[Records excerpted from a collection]
-------

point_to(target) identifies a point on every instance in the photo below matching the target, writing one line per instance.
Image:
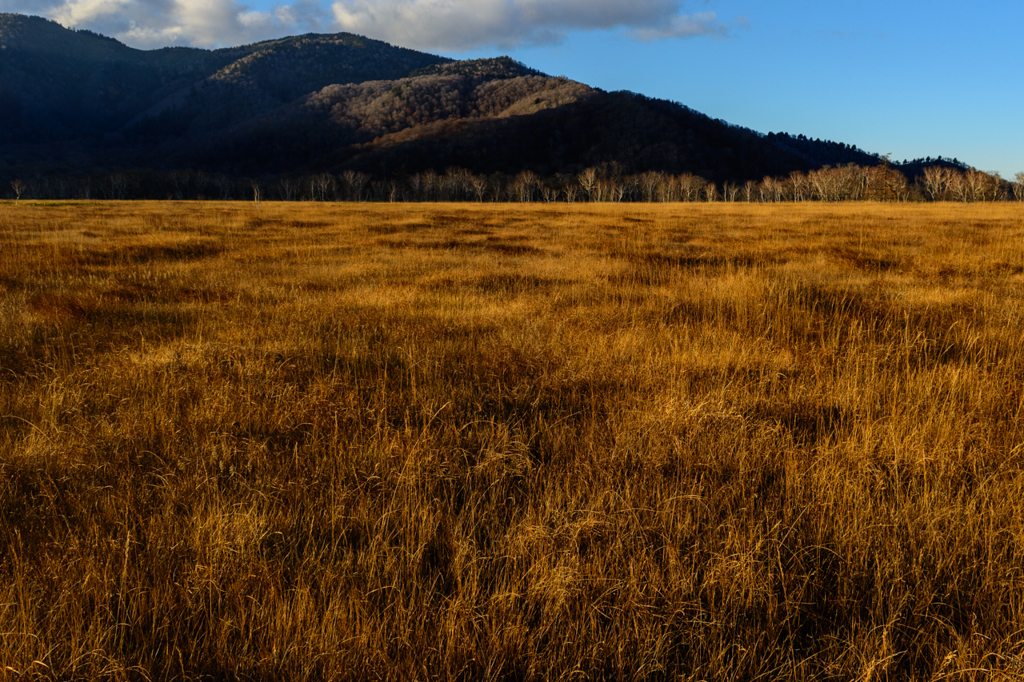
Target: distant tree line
(946, 182)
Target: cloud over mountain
(429, 25)
(459, 25)
(148, 24)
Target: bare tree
(524, 184)
(479, 183)
(588, 182)
(936, 182)
(749, 187)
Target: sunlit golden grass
(443, 441)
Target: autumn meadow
(456, 441)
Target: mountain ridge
(76, 101)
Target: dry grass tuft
(344, 441)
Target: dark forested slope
(74, 101)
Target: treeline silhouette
(606, 183)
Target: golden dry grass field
(459, 442)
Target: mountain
(75, 101)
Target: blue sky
(905, 77)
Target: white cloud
(148, 24)
(430, 25)
(459, 25)
(684, 26)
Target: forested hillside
(77, 104)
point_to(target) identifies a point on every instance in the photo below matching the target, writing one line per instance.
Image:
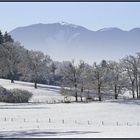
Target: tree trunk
(99, 92)
(137, 88)
(35, 83)
(76, 93)
(81, 94)
(12, 78)
(133, 93)
(115, 89)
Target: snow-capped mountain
(64, 41)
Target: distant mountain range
(64, 41)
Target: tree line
(18, 63)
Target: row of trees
(16, 62)
(106, 77)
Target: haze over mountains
(64, 41)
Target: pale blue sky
(92, 15)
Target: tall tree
(1, 37)
(100, 77)
(10, 58)
(36, 66)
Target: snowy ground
(105, 119)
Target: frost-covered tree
(10, 54)
(36, 66)
(100, 78)
(116, 77)
(1, 37)
(130, 65)
(73, 77)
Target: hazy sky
(92, 15)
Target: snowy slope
(44, 93)
(89, 120)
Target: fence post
(49, 120)
(63, 121)
(102, 123)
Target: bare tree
(130, 65)
(10, 54)
(36, 66)
(100, 77)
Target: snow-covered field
(104, 119)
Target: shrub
(3, 94)
(19, 96)
(14, 95)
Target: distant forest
(18, 63)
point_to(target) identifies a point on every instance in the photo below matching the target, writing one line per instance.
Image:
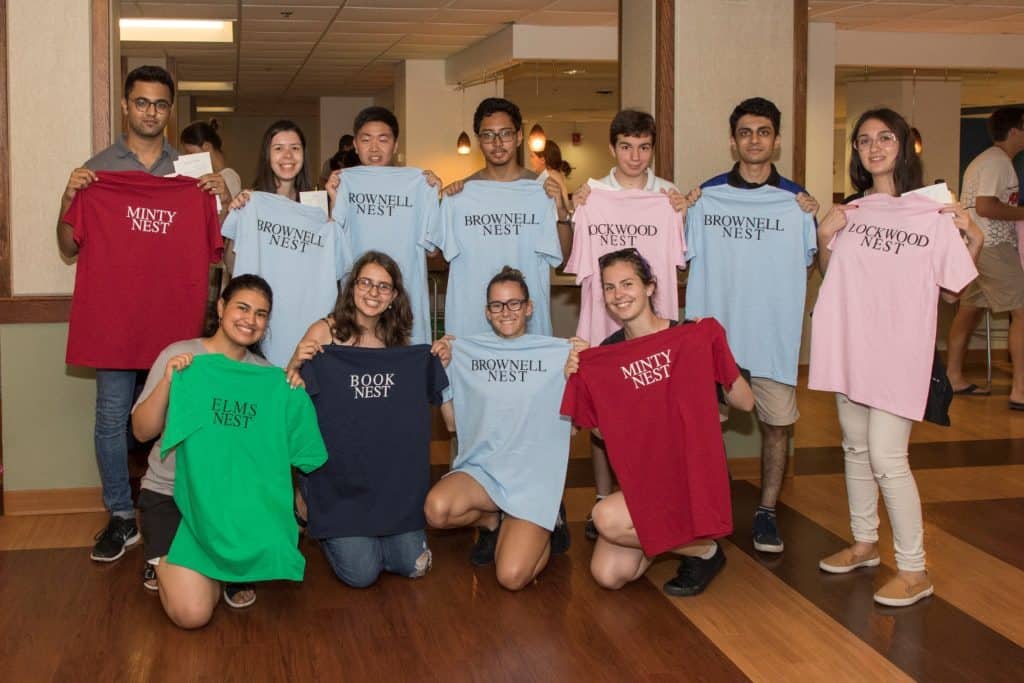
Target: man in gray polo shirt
(148, 96)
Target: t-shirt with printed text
(374, 411)
(872, 331)
(390, 210)
(238, 429)
(145, 245)
(511, 438)
(299, 253)
(749, 251)
(617, 219)
(487, 225)
(653, 398)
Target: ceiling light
(176, 31)
(462, 145)
(537, 139)
(206, 86)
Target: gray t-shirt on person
(160, 474)
(119, 158)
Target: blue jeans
(115, 392)
(358, 560)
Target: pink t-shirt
(617, 219)
(872, 330)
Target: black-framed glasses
(512, 304)
(488, 136)
(365, 285)
(142, 104)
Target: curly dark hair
(394, 325)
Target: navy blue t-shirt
(374, 411)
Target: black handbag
(940, 394)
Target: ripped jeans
(876, 445)
(358, 560)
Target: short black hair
(1003, 121)
(148, 74)
(372, 114)
(756, 107)
(494, 105)
(632, 123)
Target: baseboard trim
(52, 501)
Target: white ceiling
(304, 49)
(996, 16)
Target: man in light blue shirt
(751, 242)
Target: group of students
(351, 343)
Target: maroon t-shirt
(654, 401)
(145, 245)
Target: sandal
(232, 590)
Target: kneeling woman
(513, 446)
(187, 596)
(366, 505)
(677, 481)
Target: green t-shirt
(239, 428)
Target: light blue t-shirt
(390, 209)
(749, 251)
(299, 252)
(512, 439)
(487, 225)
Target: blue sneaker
(766, 537)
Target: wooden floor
(765, 617)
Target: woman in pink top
(876, 440)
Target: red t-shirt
(145, 245)
(653, 398)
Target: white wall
(50, 110)
(726, 52)
(337, 115)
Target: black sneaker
(560, 537)
(694, 573)
(150, 577)
(486, 543)
(766, 537)
(111, 543)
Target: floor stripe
(932, 640)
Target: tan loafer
(846, 560)
(899, 592)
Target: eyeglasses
(885, 139)
(489, 136)
(365, 285)
(142, 104)
(511, 304)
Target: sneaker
(486, 543)
(560, 537)
(150, 577)
(111, 543)
(846, 560)
(694, 573)
(900, 592)
(766, 537)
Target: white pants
(876, 446)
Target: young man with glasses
(754, 282)
(148, 96)
(991, 193)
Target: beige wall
(47, 411)
(725, 52)
(49, 105)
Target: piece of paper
(938, 193)
(195, 166)
(315, 198)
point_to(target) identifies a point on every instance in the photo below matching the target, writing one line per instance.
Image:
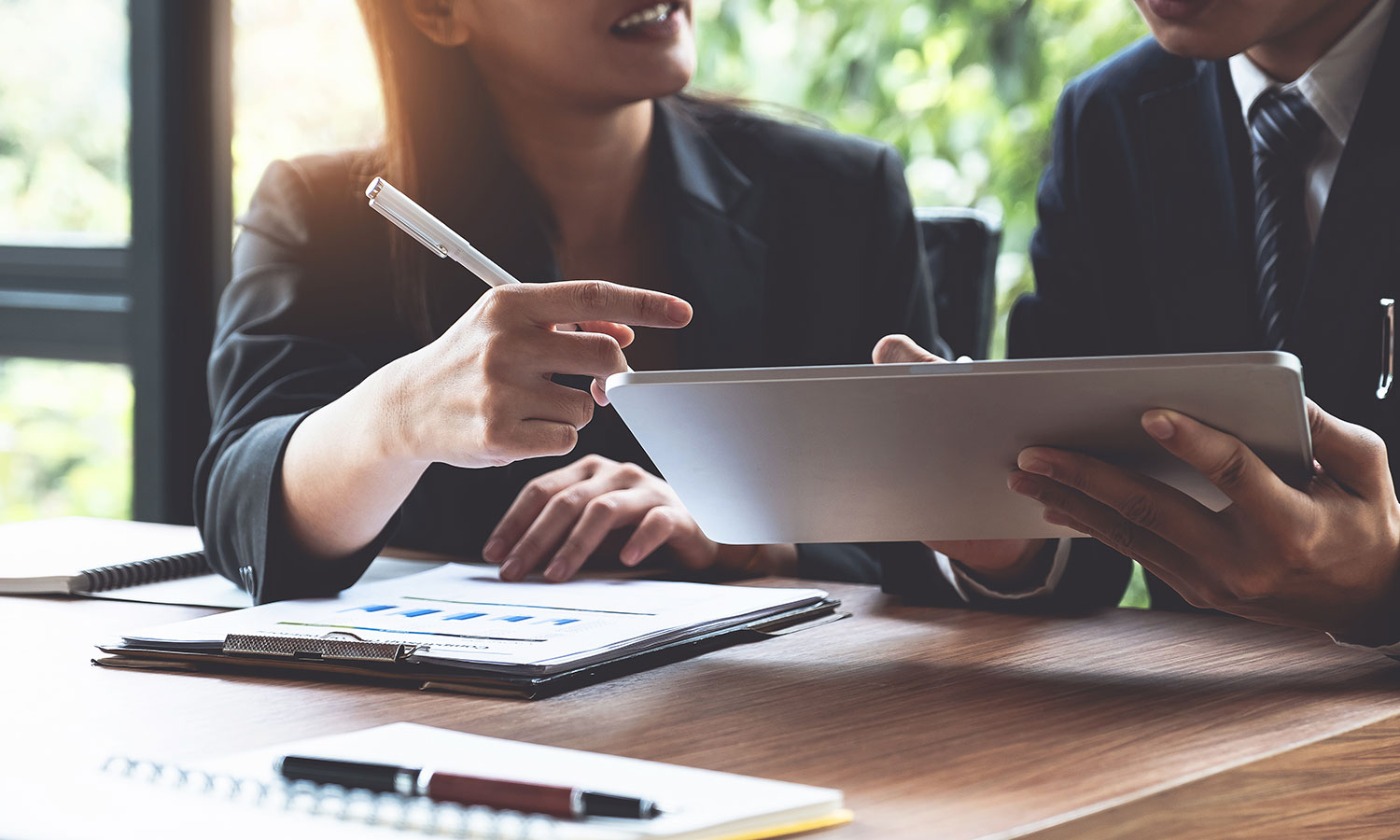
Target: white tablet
(923, 451)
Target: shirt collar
(1333, 87)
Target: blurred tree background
(963, 89)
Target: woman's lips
(657, 21)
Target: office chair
(962, 246)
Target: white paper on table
(462, 615)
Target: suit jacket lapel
(719, 260)
(1357, 255)
(1201, 252)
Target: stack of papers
(240, 797)
(464, 619)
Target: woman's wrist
(386, 406)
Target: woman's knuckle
(1122, 537)
(1141, 510)
(591, 294)
(601, 506)
(1229, 468)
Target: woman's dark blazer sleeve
(280, 352)
(901, 299)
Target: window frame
(151, 302)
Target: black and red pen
(501, 794)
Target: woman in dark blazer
(360, 388)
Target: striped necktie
(1285, 133)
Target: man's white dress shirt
(1333, 87)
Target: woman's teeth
(652, 14)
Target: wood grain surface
(934, 722)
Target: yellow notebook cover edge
(836, 818)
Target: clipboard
(342, 655)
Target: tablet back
(904, 453)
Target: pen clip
(1388, 347)
(409, 229)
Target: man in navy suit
(1231, 184)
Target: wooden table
(934, 722)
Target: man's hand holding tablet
(1324, 556)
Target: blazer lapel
(1201, 251)
(1357, 255)
(719, 262)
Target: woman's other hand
(482, 394)
(560, 518)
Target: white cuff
(962, 581)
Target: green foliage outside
(64, 440)
(963, 89)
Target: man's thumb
(901, 349)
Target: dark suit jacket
(1145, 245)
(794, 246)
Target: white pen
(433, 234)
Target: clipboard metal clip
(332, 646)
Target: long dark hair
(439, 132)
(442, 147)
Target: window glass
(66, 117)
(304, 81)
(64, 439)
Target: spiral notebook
(123, 560)
(240, 795)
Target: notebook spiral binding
(391, 811)
(145, 571)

-------

### Set problem
Revise all of the data by replacing "bare tree" with "leafless tree" and leaving everything else unchanged. Omit the pictures from your answer.

### Solution for this exercise
point_to(target) identifies a point on every instance in the photo below matching the target, writing one line per instance.
Image:
Target: distant tree line
(946, 182)
Target: cloud over mountain
(429, 25)
(459, 25)
(148, 24)
Target: leafless tree
(524, 184)
(479, 183)
(588, 182)
(936, 182)
(749, 187)
Target: sunlit golden grass
(443, 441)
Target: autumn meadow
(456, 441)
Target: mountain ridge
(76, 101)
Target: dry grass tuft
(344, 441)
Target: dark forested slope
(74, 101)
Target: treeline silhouette
(606, 183)
Target: golden dry grass field
(459, 442)
Target: mountain
(75, 101)
Target: blue sky
(905, 77)
Target: white cloud
(148, 24)
(430, 25)
(459, 25)
(684, 26)
Target: forested hillside
(77, 104)
point_to(target) identifies a point on every instance in the photo below matching the target, writing one line per instance.
Image:
Target: tree trunk
(99, 92)
(137, 88)
(35, 83)
(76, 93)
(81, 94)
(12, 78)
(133, 93)
(115, 89)
Target: snow-capped mountain
(64, 41)
Target: distant mountain range
(64, 41)
Target: tree line
(18, 63)
Target: row of trees
(16, 62)
(106, 77)
Target: haze over mountains
(64, 41)
Target: pale blue sky
(92, 15)
Target: tall tree
(1, 37)
(100, 77)
(10, 58)
(36, 66)
Target: snowy ground
(105, 119)
Target: frost-covered tree
(10, 54)
(36, 66)
(100, 78)
(116, 77)
(1, 37)
(130, 65)
(73, 77)
Target: hazy sky
(92, 15)
Target: snowy slope
(44, 93)
(89, 120)
Target: fence post
(49, 120)
(63, 121)
(102, 123)
Target: leafless tree
(130, 65)
(10, 54)
(36, 66)
(100, 77)
Target: snow-covered field
(104, 119)
Target: shrub
(3, 94)
(19, 96)
(14, 95)
Target: distant forest
(18, 63)
point_to(target) identifies a point on every instance in the photo below matching the target, writing one line per instance.
Image:
Target: man in gray polo shirt
(148, 96)
Target: t-shirt with printed text
(374, 411)
(872, 331)
(390, 210)
(238, 429)
(145, 245)
(511, 438)
(299, 253)
(749, 251)
(617, 219)
(487, 225)
(653, 398)
Target: ceiling light
(176, 31)
(462, 145)
(537, 139)
(206, 86)
Target: gray t-shirt on person
(160, 474)
(119, 158)
Target: blue jeans
(115, 392)
(358, 560)
Target: pink t-shirt
(617, 219)
(872, 330)
Target: black-framed glasses
(512, 304)
(488, 136)
(365, 285)
(142, 104)
Target: curly dark hair
(394, 325)
Target: navy blue t-shirt
(374, 411)
Target: black handbag
(940, 394)
Target: ripped jeans
(876, 445)
(358, 560)
Target: short black hair
(1003, 121)
(148, 74)
(372, 114)
(756, 107)
(494, 105)
(632, 123)
Target: baseboard trim
(52, 501)
Target: white ceiling
(304, 49)
(996, 16)
Target: man in light blue shirt
(751, 242)
Target: group of students
(351, 343)
Target: maroon t-shirt
(654, 401)
(145, 245)
Target: sandal
(232, 590)
Target: kneeling woman
(513, 446)
(187, 596)
(366, 505)
(677, 481)
Target: green t-shirt
(239, 428)
Target: light blue t-shirt
(390, 209)
(749, 251)
(299, 252)
(512, 439)
(487, 225)
Target: blue sneaker
(766, 537)
Target: wooden floor
(765, 617)
Target: woman in pink top
(876, 440)
Target: red t-shirt
(145, 245)
(653, 398)
Target: white wall
(50, 110)
(726, 52)
(337, 115)
Target: black sneaker
(560, 537)
(694, 573)
(150, 577)
(486, 543)
(766, 537)
(111, 543)
Target: floor stripe
(932, 640)
Target: tan loafer
(846, 560)
(899, 592)
Target: eyeglasses
(885, 139)
(489, 136)
(365, 285)
(142, 104)
(511, 304)
Target: sneaker
(486, 543)
(560, 537)
(150, 577)
(111, 543)
(846, 560)
(694, 573)
(900, 592)
(766, 537)
Target: white pants
(876, 446)
Target: young man with glasses
(754, 282)
(148, 96)
(991, 193)
Target: beige wall
(47, 411)
(725, 52)
(49, 105)
Target: piece of paper
(938, 193)
(195, 166)
(315, 198)
point_to(target) identifies a point on every instance in the photo below matching the target, writing one line per instance.
Image:
Target: white tablet
(923, 451)
Target: shirt collar
(1333, 87)
Target: blurred tree background
(963, 89)
Target: woman's lips
(657, 21)
Target: office chair
(962, 246)
Target: white paper on table
(462, 615)
Target: suit jacket lapel
(719, 260)
(1357, 255)
(1201, 252)
Target: stack of papers
(240, 797)
(464, 619)
Target: woman's wrist
(386, 406)
Target: woman's knuckle
(1122, 537)
(1141, 510)
(591, 294)
(601, 506)
(1229, 468)
Target: woman's dark blazer sleeve
(280, 352)
(901, 299)
Target: window frame
(151, 302)
Target: black and red pen
(501, 794)
Target: woman in dark blazer
(360, 388)
Target: striped necktie
(1285, 133)
Target: man's white dress shirt
(1333, 87)
Target: woman's teeth
(652, 14)
Target: wood grain surface
(934, 722)
Target: yellow notebook cover edge
(836, 818)
Target: clipboard
(342, 655)
Target: tablet back
(904, 453)
Target: pen clip
(1388, 347)
(409, 229)
Target: man in navy suit
(1231, 184)
Target: wooden table
(934, 722)
Target: man's hand holding tablet
(1324, 556)
Target: blazer lapel
(1201, 251)
(1357, 255)
(719, 262)
Target: woman's other hand
(482, 394)
(560, 518)
Target: white cuff
(962, 581)
Target: green foliage outside
(64, 440)
(963, 89)
Target: man's thumb
(901, 349)
Target: dark suit jacket
(1145, 245)
(794, 246)
Target: white pen
(433, 234)
Target: clipboard metal clip
(332, 646)
Target: long dark hair
(439, 132)
(442, 147)
Target: window glass
(66, 117)
(304, 81)
(64, 439)
Target: spiral notebook
(123, 560)
(240, 795)
Target: notebook spiral binding
(391, 811)
(145, 571)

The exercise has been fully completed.